**WHAT THE TASK REQUIRES:** Replace "bird's tail" with "dog's tail" throughout the rows below and write the rows out again without the pictures, keeping everything else unchanged.

**INPUT DATA:**

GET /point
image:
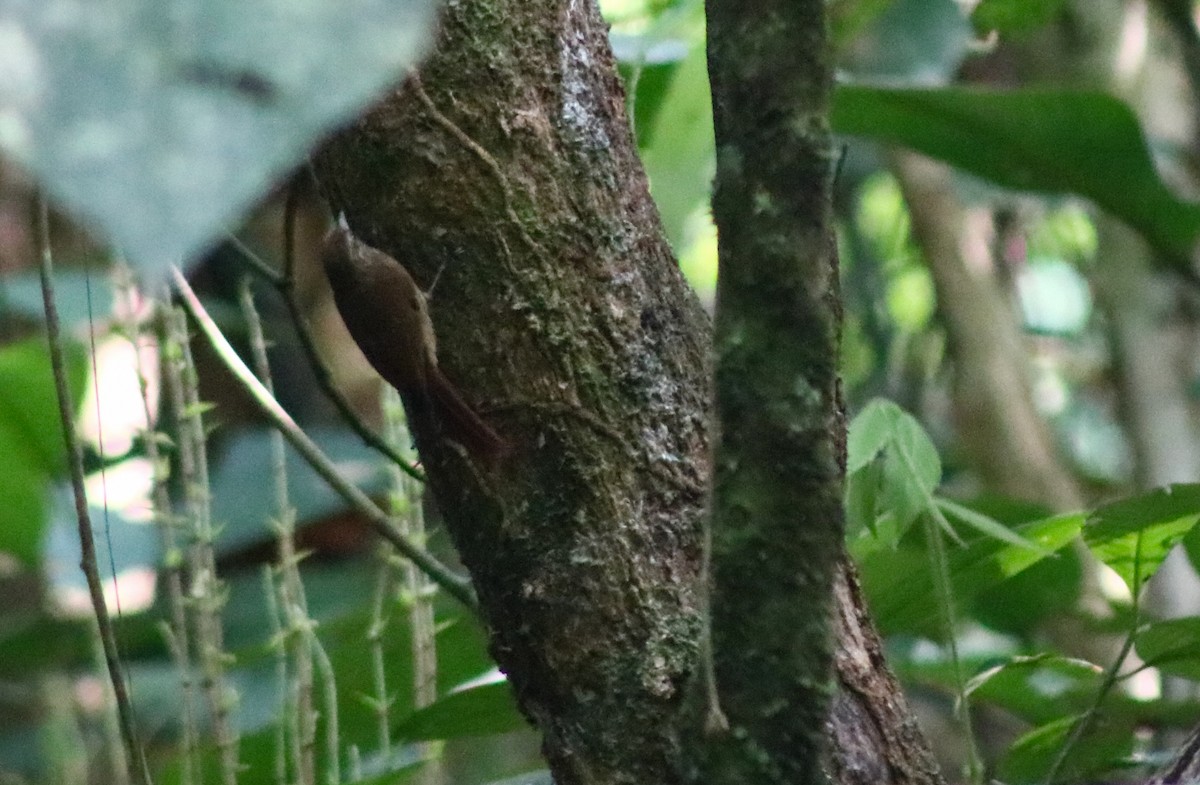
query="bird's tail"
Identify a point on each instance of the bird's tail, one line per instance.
(460, 421)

**RESPONSE FOR THIS EXERCISE:**
GET /point
image:
query="dog's tail"
Identify a point on each instance of the dog's tail, one line per instance.
(460, 421)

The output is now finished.